◆ **ASSIGNMENT**: Retype the passage about China's ties with Israel from "In a followup" to "its defense sector.", keeping every word and punctuation mark unchanged.

◆ **TEXT SECTION**:
○ ○ ○

As for the United States, President Barack Obama warned Israeli Prime Minister Benjamin Netanyahu during his recent visit to Washington that, unless Israel stops building settlements and makes a peace deal with the Palestinian Authority, it will lose U.S. support
China has seized the opportunity to fill the void left by the withdrawal of European business from Israel and the gap resulting from the anticipated reduction in U.S. support. China has no moral qualms about investing in Israel and by doing so is increasing its strategic presence. With the support of Netanyahu, China is moving full speed ahead.
Attracted by China’s huge market, its willingness to use state funds to encourage state-owned enterprises (SOEs) to invest abroad and its seat on the U.N. Security Council, Netanyahu has given top priority to expanding relations with Beijing.
Chinese SOEs, public institutions and private investors are acquiring large positions in key Israeli industries. In the process, China has gained unprecedented access to Israeli technology, innovation and business knowhow.
China needs all of these assets to modernize and transform its economy. It has found no better place than Israel — in its growing state of isolation — to meet its needs in these areas.
As Netanyahu said last December at a joint news conference with visiting Chinese Foreign Minster Wang Yi, “Our strengths complement one another. China has massive industrial and global reach. Israel has expertise in every area of high-tech.”
He left the obvious unsaid, allowing other nations to read between the lines.
Following Wang’s visit, Netanyahu publicly gave China relief from Israeli export licensing restrictions as an essential first step his government is taking to expand cooperation and trade.
In a followup to Netanyahu’s efforts, Israel’s National Cyber Bureau announced plans to include China in a Cyber Emergency Response Team to be created next year.
This is a significant step for Israel, a world leader in defeating cyber attacks, to take because China is a world leader in using cyber penetration of key industries and defense networks to benefit its companies and its defense sector.
As far as high technology is concerned, China has become a close second to the U.S. in the number of projects it is involved in that are co-managed by Israel’s Chief Scientist Office.
Israeli officials have said China will soon replace Europe as the second-leading source for investment in Israel’s high-tech sector, and could even replace the U.S. in the number one spot.

○ ○ ○

◆ **INFORMATION GIVEN**:
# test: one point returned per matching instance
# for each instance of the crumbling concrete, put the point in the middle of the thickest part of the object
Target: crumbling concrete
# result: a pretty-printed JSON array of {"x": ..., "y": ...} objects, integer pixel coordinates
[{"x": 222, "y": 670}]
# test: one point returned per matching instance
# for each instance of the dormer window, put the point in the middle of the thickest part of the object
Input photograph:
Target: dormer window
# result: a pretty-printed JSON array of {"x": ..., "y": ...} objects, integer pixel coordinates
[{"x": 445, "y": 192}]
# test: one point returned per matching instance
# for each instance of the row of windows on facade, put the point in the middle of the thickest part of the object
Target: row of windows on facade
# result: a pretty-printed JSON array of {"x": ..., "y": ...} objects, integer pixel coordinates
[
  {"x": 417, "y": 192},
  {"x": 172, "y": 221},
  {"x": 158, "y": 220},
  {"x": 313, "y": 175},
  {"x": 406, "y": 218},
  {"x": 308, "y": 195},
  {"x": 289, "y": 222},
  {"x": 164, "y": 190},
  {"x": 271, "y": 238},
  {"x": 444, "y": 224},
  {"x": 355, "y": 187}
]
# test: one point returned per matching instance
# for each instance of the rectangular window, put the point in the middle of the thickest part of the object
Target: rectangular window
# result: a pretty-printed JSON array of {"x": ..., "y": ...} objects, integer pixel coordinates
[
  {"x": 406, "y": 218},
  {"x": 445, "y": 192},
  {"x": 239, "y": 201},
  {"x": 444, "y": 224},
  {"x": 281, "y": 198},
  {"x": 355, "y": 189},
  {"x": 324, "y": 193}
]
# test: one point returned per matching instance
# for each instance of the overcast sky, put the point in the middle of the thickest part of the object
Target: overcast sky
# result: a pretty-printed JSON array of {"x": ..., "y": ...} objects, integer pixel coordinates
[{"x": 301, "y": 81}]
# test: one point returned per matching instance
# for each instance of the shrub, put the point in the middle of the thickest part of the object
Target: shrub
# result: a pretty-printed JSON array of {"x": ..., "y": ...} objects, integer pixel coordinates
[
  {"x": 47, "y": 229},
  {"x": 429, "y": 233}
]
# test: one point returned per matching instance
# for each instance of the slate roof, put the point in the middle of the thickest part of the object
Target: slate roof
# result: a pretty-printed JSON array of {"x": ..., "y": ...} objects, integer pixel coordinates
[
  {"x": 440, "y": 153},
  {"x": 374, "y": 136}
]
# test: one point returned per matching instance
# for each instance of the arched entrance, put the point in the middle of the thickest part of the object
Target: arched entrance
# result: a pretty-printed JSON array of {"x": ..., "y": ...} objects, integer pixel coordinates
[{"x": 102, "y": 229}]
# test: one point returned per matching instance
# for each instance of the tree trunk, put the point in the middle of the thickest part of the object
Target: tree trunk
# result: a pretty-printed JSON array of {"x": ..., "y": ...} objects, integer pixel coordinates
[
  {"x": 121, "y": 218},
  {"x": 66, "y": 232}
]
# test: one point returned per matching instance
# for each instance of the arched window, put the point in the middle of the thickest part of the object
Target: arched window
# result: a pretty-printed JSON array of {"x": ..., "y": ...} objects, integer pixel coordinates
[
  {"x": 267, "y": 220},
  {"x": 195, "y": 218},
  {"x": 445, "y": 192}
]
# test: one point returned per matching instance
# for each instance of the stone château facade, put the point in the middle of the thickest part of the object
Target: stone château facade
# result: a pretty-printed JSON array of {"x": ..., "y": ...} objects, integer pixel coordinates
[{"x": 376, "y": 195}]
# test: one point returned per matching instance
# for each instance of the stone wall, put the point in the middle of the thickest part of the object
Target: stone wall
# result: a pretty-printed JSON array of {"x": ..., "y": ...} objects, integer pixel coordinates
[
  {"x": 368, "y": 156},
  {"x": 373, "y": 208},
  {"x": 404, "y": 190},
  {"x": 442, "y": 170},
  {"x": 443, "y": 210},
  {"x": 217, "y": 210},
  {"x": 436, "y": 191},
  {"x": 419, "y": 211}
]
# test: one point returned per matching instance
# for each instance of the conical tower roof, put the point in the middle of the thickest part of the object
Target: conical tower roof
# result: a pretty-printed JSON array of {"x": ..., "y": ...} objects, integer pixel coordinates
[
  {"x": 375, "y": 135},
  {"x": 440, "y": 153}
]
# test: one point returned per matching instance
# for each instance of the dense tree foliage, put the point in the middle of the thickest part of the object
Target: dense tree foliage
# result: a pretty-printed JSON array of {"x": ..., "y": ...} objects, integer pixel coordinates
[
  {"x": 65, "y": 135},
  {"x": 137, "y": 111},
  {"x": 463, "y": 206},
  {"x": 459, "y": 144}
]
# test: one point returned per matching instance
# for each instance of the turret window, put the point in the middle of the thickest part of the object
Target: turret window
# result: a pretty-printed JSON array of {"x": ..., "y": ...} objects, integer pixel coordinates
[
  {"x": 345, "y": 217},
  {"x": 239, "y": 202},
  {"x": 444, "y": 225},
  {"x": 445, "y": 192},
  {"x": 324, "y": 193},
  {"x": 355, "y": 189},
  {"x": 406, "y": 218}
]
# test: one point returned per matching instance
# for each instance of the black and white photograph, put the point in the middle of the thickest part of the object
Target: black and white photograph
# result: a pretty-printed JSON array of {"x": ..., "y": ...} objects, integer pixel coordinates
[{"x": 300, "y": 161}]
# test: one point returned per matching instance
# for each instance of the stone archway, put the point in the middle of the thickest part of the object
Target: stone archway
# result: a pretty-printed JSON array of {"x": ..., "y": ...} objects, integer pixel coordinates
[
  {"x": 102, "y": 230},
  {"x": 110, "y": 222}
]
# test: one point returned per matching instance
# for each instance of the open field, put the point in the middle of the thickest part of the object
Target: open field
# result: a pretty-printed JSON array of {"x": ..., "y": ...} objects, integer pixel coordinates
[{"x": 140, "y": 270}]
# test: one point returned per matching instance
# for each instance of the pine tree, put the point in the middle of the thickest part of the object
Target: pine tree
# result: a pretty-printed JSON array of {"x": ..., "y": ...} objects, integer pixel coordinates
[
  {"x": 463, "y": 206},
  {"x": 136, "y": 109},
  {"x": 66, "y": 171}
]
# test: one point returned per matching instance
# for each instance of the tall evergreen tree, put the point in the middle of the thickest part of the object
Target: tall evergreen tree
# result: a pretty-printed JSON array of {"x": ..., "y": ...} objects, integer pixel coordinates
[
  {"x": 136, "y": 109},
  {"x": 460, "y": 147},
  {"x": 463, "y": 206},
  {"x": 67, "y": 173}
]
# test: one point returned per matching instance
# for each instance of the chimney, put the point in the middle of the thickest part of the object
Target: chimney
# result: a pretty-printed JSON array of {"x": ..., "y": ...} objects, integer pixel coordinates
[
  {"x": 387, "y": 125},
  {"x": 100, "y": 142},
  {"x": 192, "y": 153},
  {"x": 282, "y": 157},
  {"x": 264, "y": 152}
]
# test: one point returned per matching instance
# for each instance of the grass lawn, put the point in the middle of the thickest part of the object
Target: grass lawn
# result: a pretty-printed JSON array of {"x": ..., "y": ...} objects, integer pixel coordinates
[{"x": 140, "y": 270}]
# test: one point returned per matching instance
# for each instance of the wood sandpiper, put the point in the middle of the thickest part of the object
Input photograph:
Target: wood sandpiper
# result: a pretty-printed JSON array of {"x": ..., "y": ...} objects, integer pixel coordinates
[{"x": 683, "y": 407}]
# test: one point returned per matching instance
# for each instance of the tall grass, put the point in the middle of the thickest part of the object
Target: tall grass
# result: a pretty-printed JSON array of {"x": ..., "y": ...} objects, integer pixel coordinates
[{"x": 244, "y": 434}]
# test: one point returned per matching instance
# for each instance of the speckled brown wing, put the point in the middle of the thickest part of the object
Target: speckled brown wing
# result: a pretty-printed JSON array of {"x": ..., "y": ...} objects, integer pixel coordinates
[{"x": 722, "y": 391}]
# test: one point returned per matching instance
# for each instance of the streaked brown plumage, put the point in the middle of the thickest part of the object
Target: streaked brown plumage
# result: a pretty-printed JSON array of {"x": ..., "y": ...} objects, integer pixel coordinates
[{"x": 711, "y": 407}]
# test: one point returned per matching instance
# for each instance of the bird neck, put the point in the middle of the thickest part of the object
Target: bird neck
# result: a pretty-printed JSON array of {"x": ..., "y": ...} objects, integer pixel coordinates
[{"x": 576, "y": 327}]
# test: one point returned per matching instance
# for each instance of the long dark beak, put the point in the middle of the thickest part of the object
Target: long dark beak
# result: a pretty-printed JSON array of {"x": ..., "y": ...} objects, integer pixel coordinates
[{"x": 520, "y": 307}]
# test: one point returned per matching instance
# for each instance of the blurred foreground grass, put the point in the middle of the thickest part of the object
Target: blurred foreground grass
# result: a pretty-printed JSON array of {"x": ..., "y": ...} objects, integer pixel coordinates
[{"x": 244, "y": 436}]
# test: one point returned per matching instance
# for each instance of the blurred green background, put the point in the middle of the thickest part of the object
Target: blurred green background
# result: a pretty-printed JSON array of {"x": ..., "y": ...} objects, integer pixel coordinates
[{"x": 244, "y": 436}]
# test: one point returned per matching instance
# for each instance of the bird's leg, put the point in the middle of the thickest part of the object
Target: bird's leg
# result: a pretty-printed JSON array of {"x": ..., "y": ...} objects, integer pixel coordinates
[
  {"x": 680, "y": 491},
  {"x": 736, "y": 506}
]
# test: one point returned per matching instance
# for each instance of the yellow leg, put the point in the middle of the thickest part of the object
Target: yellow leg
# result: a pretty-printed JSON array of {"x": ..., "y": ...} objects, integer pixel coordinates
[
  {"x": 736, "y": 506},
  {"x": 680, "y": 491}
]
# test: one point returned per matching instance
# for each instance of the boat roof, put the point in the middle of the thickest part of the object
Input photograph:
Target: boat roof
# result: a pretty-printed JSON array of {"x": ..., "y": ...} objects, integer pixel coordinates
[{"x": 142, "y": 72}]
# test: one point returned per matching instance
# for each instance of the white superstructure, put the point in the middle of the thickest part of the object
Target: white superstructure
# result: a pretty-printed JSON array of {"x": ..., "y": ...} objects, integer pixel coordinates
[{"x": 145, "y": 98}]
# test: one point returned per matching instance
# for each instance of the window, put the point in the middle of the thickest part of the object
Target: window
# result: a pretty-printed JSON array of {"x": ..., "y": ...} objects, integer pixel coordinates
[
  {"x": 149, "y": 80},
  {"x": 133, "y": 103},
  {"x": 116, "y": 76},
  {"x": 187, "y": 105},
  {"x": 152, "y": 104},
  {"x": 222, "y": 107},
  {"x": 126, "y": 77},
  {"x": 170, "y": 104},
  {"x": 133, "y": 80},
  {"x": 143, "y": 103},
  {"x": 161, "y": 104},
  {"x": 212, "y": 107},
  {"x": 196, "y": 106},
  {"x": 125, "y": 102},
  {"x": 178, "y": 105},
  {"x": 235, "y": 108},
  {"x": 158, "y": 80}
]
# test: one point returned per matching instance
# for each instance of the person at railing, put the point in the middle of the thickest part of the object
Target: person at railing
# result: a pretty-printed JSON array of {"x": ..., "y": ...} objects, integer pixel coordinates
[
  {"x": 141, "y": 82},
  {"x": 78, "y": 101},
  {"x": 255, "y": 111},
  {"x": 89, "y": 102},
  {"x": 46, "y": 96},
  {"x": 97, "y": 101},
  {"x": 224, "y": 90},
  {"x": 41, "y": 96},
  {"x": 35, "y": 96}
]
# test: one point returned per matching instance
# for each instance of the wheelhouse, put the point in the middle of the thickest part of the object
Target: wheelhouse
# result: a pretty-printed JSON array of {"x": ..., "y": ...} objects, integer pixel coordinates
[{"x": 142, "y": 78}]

○ ○ ○

◆ **RESULT BELOW**:
In a followup to Netanyahu’s efforts, Israel’s National Cyber Bureau announced plans to include China in a Cyber Emergency Response Team to be created next year.
This is a significant step for Israel, a world leader in defeating cyber attacks, to take because China is a world leader in using cyber penetration of key industries and defense networks to benefit its companies and its defense sector.